PROBLEM DESCRIPTION:
Rewrite each line of the listing below as an item in a numbered list, and omit any blank lines.

(Some records)
◇ ◇ ◇ ◇

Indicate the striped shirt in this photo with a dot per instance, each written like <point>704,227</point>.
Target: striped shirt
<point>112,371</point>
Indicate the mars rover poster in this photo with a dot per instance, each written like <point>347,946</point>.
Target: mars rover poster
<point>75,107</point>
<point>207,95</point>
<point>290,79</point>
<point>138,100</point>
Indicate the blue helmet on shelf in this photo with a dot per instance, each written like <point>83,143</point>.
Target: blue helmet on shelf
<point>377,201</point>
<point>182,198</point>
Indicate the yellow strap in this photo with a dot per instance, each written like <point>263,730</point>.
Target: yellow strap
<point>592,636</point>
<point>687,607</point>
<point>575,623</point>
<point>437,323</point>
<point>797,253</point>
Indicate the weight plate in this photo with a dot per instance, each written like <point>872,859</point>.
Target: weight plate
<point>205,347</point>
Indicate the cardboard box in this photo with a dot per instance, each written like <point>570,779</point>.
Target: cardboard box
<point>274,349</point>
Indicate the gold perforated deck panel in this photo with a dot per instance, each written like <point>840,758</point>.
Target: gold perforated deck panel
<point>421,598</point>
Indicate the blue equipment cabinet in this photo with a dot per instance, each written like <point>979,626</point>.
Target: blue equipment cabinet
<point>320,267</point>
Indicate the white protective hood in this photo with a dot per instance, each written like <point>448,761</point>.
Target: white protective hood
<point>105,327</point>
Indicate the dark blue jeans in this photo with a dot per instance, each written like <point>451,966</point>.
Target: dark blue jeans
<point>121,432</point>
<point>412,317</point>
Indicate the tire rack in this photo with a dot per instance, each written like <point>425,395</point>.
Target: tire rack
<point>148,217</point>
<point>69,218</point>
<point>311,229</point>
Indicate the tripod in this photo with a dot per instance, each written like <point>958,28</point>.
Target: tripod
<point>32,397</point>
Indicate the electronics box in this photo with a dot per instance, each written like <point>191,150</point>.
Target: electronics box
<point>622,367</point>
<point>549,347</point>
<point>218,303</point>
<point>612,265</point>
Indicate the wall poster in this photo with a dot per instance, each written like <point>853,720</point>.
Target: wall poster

◇ ◇ ◇ ◇

REPLY TO THE EXERCISE:
1. Indicate the striped shirt in this photo with a dot per instance, each written like <point>704,227</point>.
2. Target: striped shirt
3. <point>112,371</point>
4. Indicate the mars rover poster in this photo with a dot per instance, each written like <point>347,946</point>.
5. Target: mars rover poster
6. <point>75,107</point>
7. <point>207,95</point>
8. <point>290,79</point>
9. <point>138,100</point>
10. Indicate the blue helmet on shelf in this photo with a dot per instance, each written like <point>83,143</point>.
11. Target: blue helmet on shelf
12. <point>377,201</point>
13. <point>182,198</point>
14. Indicate the yellow strap in this photo with a dot per instance, each written like <point>263,730</point>.
15. Target: yellow strap
16. <point>592,636</point>
17. <point>687,607</point>
18. <point>575,623</point>
19. <point>437,323</point>
20. <point>797,253</point>
21. Indicate the weight plate in this photo with a dot per instance, each written like <point>872,859</point>.
22. Target: weight plate
23. <point>205,347</point>
24. Indicate the cardboard box in this photo with a dot per instance, each written like <point>570,779</point>.
25. Target: cardboard box
26. <point>274,349</point>
27. Indicate the gold perforated deck panel in this photo with a dot per instance, each written like <point>840,758</point>.
28. Target: gold perforated deck panel
29. <point>421,598</point>
30. Indicate the blue equipment cabinet in this photo with a dot per instance, each written like <point>979,626</point>.
31. Target: blue equipment cabinet
32. <point>320,267</point>
33. Indicate the white protective hood in this photo with a dot per instance, each written like <point>448,761</point>.
34. Target: white protective hood
35. <point>105,327</point>
36. Indicate the dark blue jeans in this photo with a dot per instance, each written like <point>451,966</point>.
37. Target: dark blue jeans
38. <point>121,432</point>
39. <point>412,317</point>
40. Indicate the tire rack in this photo with a dot per instance, each written like <point>425,395</point>.
41. Target: tire rack
42. <point>148,217</point>
43. <point>69,218</point>
44. <point>311,229</point>
45. Indicate the tripod in this photo with a dot per instance, each written like <point>958,28</point>.
46. Target: tripod
47. <point>32,397</point>
48. Indicate the electronics box in this photo with a dot per instance, each written like <point>191,150</point>.
49. Target: electronics box
50. <point>622,367</point>
51. <point>549,347</point>
52. <point>218,303</point>
53. <point>612,265</point>
54. Indicate the wall poster in this photo with a dot per instance, each written like <point>853,720</point>.
55. Target: wall poster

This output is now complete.